Start of Text shown

The pressure to be perfect is nothing I ever wanted to place on my children, yet it happens every day and we don't even know it. But, for those of us who fear letting people down, disappointing others, or facing our own thoughts of failure, this pressure can make one freeze. I know exactly how she feels.
I knew as a mother, I would be faced with hard decisions, and I've blogged about this before. But for people like Madison and I, these decisions become even harder, when faced with our fear of letting others down. Decisions that inevitably, once made, end up letting someone down in one way or another. Decisions that let us down the most because it does nothing to bring ourselves happiness.
I took a photo of the writing test Madison was taking when she froze, hoping someday I could remind her of this day. Perhaps some day I'll tell her about how I felt this very day and the decision I was forced to make that I knew would let my entire family down. If there is one thing to teach Madison in this is for her to know it's OK to put herself first, even when other priorities make their way into her life. I hope those who make her feel she has no choice in putting herself first will find themselves wiggling farther and farther outside her inner circle. There should be no room for those people in her life.

End of Text shown
Start of Given records

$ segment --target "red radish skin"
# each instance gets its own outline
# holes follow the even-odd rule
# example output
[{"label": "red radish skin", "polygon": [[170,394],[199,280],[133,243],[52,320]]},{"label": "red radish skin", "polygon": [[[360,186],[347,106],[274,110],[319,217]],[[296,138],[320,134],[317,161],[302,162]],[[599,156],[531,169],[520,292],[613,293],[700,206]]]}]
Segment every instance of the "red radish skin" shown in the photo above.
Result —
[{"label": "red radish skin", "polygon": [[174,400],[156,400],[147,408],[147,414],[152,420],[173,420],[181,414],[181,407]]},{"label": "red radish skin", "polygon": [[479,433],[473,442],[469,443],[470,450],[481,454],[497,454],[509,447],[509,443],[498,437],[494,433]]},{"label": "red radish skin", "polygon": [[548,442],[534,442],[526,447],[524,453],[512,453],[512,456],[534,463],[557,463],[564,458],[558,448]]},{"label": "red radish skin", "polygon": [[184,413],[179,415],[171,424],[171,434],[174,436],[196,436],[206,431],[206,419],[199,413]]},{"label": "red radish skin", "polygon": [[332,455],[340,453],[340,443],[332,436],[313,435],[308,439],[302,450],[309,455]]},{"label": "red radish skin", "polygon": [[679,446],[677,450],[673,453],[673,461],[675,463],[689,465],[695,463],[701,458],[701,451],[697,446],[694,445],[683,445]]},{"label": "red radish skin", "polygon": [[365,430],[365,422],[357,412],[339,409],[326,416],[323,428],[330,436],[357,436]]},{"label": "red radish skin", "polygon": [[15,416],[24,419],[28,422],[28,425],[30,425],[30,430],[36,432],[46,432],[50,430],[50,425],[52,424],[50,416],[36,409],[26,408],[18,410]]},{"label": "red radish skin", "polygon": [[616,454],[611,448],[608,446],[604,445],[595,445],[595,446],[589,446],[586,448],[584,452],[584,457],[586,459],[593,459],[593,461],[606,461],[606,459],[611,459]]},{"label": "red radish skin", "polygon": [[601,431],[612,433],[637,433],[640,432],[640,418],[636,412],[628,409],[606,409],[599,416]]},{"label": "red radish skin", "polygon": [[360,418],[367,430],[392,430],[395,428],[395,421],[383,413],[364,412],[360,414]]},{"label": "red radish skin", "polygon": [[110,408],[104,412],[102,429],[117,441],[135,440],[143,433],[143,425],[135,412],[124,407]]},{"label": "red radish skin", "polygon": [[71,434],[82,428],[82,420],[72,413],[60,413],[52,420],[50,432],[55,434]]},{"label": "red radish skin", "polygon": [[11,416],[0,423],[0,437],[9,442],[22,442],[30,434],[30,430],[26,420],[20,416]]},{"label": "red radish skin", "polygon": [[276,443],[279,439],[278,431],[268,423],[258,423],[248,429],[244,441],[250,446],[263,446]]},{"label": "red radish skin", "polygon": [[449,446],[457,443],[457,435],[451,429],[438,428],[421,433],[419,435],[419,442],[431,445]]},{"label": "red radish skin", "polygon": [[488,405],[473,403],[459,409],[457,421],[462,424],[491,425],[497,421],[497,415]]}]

End of Given records
Start of Given records

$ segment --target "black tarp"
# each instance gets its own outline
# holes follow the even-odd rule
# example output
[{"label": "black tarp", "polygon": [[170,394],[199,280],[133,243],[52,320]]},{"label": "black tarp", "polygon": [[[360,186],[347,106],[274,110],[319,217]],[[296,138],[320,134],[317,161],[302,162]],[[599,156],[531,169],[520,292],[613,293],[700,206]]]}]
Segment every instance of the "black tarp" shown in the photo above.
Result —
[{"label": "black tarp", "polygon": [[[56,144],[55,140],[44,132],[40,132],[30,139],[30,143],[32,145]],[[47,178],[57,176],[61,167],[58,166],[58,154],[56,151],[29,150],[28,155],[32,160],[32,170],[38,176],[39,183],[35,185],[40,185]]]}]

End of Given records
Start of Given records

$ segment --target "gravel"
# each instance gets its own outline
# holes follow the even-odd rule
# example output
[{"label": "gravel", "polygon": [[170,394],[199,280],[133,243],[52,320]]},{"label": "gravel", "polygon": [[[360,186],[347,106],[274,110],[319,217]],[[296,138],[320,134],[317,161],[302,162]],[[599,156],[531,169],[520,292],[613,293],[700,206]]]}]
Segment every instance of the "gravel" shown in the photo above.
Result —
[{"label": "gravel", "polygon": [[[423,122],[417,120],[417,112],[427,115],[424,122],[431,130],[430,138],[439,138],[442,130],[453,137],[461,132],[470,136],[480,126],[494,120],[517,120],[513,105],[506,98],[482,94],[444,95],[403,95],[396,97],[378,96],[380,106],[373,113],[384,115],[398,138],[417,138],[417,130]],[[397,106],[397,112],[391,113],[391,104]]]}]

End of Given records

## What to produce:
Can you carry on the blog text about Madison and the pressure to be perfect, starting after its last sentence?

## Expected answer:
So, while writing tests make Maddie freeze, I realized my inability to say no makes me freeze as well. Her teacher gave her tips for what to do the next time she felt this way, tips I may someday learn to apply myself. For now, I'll share lots of hugs, high fives and pats on the back, even when her y's don't "sit" on the line in her writing or she freezes in the middle of a test. My y's occasionally don't sit on the line either and I freeze when I find myself stuck in my "middle place." I guess with life's mistakes come great lessons. What sets us apart is in what we do with them.